### [Assignment A]
Answer these questions using the news story about the New Mexico officer, one answer per line:
(i) At what time and on what date did the incident occur?
(ii) What did Perez notice about the baby's umbilical cord?
(iii) What did Perez first believe was happening when he stepped out of his vehicle?
### [Assignment B]
Resume the news story about the New Mexico officer who saved a newborn, picking up right after its final sentence.

### [Provided passage]
== Segment start ==

SANTA FE, NEW MEXICO: A New Mexico officer is being hailed as a hero after his life-saving measures helped a breathless newborn recover. The incident occurred at around 10.45 pm local time on July 24 while Ismael Perez was on duty last month.
According to New Mexico State Police, he ‘received a frantic 911 call’ where a mother had given birth in a car while trying to reach the hospital. It was posted by the police department over Facebook with body camera footage from the incident. It showed Officer Perez reaching out to a desperate family.
How did Ismael Perez save a breathless baby?
The baby boy's umbilical cord was attached to its mother and he was not breathing, according to state police. Perez then took matters into his own hands, quite literally, and noticed that the umbilical cord was compressed.
He immediately started performing backslaps on the newborn until the baby finally cried. "I have three kids of my own, so I've seen the doctors do that with my daughters because they came out of the womb the same way and no crying or anything. So I did the same thing," Perez said.
"It was like a sense of relief, you know because I knew someone that knew what they were doing was helping. To me, in my eyes, he's a hero. He helped me in what I would say was one of the scariest moments in my life," said the newborn's father Miguel Covarrubias.
Perez told KOAT News, "I saw a car run the red light. So when I went to pull it over, I pulled into the hospital. I could hear they were mentioning something on the police radio about them needing an escort."
As he stepped out of his vehicle, the officer could make out something was not right. “I thought it was a toddler. From what I could hear on the radio, it sounded like a toddler. So in my mind at all, a toddler was choking on something," Perez said.

== Segment end ==

### [Information given]

== Segment start ==

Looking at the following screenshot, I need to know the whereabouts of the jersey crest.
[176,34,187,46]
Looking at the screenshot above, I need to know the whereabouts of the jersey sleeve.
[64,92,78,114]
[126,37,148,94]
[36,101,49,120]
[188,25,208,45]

== Segment end ==

### [Answer section A]
(i) Around 10:45 pm local time on July 24.
(ii) It was compressed.
(iii) He thought a toddler was choking on something.

### [Answer section B]
But it wasn't. Instead, it was a newborn baby lying in the passenger seat. He then saw a baby lying on the passenger seat not breathing. The father of the baby, Miguel Covarrubias, said, "When I woke up, my wife was like, I'm having contractions, can take me in? I was like yeah, for sure."
'I feel the back to the baby coming'
But while they rushed to the hospital in their car, the baby came out. "She's like, I feel back to the baby coming," Covarrubias said. "I was like, OK, hold on we're almost there. Just hold on. I was going a decent speed, you know."
It was that moment when Perez noticed the 24-year-old’s car jumping the red light and started tracking the vehicle."I didn't make a complete stop, but I stopped. And there was a New Mexico State police sitting there at the stop sign. So I stopped. But I didn't, then I took the right really quick," Covarrubias said.
"As soon as I opened the door, I see a newborn baby on the seat lying there motionless. It kind of threw me off for a slight second," Perez said.